═════ Passage fourni

Quelle différence ? Majeure ! Un État comme la France a « une continuité », il ne peut déposer le bilan et son financement provient des contribuables. Bref, une condamnation est possible (l’État a d’ailleurs été condamné), mais elle ne le menace guère.
En revanche, une entreprise, elle, peut faire faillite et, surtout, son financement provient d’actionnaires qui peuvent reprendre leurs billes !
Faute de preuves…
En octobre 2019, voici 2 ans presque jour pour jour, à New York, débutait un procès contre la firme Exxon Mobil, accusée d’avoir menti aux actionnaires sur les coûts des émissions de G.E.S impliquées par son activité. La compagnie était notamment pointée du doigt pour avoir caché, depuis des décennies, les « externalités négatives » de ses produits sur l’environnement et mis en doute les conclusions des scientifiques à ce sujet. Ça ne vous rappelle rien ?
Deux mois plus tard, le verdict donnait raison à… Exxon Mobil ! Non, la firme n’avait pas trompé ses investisseurs en leur cachant le coût du changement climatique induit par ses produits. Une grande victoire pour l’entreprise, anciennement dirigée par Rex Tillerson, ex-secrétaire d’État de Donald Trump.

══════════

**Tâches à réaliser**:
[1] Pouvez-vous citer intégralement le passage fourni, sans en changer un seul mot ?
[2] Pouvez-vous afficher à l'identique, parmi les entrées, les lignes situées entre celle qui contient « Reviewer note. Check that every instance of the marsh » et celle qui contient « <point>295,117</point> », ces deux lignes incluses, et rien d'autre ?

═════ Entrées fournies

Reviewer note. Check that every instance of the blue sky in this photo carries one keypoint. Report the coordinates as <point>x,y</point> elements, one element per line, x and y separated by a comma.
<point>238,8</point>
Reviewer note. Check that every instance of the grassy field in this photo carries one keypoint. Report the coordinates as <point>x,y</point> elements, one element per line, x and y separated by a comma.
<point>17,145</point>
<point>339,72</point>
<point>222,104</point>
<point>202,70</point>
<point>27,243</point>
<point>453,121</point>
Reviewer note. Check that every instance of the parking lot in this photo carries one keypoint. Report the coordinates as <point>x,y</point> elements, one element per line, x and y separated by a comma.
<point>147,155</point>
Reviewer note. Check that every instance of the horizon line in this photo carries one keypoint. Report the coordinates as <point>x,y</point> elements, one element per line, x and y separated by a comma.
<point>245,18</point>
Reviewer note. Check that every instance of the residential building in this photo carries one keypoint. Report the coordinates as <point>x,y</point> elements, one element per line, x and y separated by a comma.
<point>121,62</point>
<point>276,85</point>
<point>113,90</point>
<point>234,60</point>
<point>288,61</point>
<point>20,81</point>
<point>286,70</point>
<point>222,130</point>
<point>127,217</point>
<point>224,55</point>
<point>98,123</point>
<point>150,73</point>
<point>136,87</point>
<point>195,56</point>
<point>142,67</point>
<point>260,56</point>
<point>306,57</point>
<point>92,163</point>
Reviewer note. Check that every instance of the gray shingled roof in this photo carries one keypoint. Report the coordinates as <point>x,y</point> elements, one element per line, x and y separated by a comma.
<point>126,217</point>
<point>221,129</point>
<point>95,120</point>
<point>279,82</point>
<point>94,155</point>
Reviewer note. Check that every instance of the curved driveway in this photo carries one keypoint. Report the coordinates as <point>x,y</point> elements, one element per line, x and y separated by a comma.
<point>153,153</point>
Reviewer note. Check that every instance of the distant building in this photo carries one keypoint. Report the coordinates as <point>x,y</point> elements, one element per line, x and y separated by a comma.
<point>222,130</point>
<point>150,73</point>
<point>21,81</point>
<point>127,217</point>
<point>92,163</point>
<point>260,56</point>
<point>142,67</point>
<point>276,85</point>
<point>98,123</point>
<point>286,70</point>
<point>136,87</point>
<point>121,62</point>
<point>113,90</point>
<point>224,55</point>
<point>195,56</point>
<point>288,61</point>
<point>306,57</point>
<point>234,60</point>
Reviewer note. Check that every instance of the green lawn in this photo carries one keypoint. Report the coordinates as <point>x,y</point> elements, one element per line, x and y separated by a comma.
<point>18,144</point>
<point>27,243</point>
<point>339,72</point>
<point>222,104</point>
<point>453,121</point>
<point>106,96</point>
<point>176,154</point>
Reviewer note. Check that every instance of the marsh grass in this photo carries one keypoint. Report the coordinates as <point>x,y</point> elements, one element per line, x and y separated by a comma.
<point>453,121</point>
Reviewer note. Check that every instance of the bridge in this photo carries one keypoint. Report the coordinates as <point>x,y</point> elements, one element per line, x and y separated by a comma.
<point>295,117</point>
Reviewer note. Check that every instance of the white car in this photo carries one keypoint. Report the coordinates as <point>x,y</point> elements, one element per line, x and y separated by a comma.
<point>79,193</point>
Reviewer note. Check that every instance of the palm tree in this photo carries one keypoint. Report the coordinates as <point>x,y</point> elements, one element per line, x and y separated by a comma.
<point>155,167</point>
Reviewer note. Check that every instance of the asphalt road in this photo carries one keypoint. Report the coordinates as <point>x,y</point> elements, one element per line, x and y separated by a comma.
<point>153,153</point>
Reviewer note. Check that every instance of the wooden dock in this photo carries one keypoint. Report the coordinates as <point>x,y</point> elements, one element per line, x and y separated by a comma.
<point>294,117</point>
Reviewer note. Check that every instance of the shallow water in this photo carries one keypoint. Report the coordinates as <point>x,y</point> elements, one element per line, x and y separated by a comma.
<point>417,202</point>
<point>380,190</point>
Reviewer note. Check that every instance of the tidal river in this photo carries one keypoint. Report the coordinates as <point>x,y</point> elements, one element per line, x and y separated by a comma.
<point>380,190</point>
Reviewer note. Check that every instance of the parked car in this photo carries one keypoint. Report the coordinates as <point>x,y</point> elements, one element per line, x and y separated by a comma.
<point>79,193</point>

══════════

**Résultats par tâche**:
[1]
Quelle différence ? Majeure ! Un État comme la France a « une continuité », il ne peut déposer le bilan et son financement provient des contribuables. Bref, une condamnation est possible (l’État a d’ailleurs été condamné), mais elle ne le menace guère.
En revanche, une entreprise, elle, peut faire faillite et, surtout, son financement provient d’actionnaires qui peuvent reprendre leurs billes !
Faute de preuves…
En octobre 2019, voici 2 ans presque jour pour jour, à New York, débutait un procès contre la firme Exxon Mobil, accusée d’avoir menti aux actionnaires sur les coûts des émissions de G.E.S impliquées par son activité. La compagnie était notamment pointée du doigt pour avoir caché, depuis des décennies, les « externalités négatives » de ses produits sur l’environnement et mis en doute les conclusions des scientifiques à ce sujet. Ça ne vous rappelle rien ?
Deux mois plus tard, le verdict donnait raison à… Exxon Mobil ! Non, la firme n’avait pas trompé ses investisseurs en leur cachant le coût du changement climatique induit par ses produits. Une grande victoire pour l’entreprise, anciennement dirigée par Rex Tillerson, ex-secrétaire d’État de Donald Trump.

[2]
Reviewer note. Check that every instance of the marsh grass in this photo carries one keypoint. Report the coordinates as <point>x,y</point> elements, one element per line, x and y separated by a comma.
<point>453,121</point>
Reviewer note. Check that every instance of the bridge in this photo carries one keypoint. Report the coordinates as <point>x,y</point> elements, one element per line, x and y separated by a comma.
<point>295,117</point>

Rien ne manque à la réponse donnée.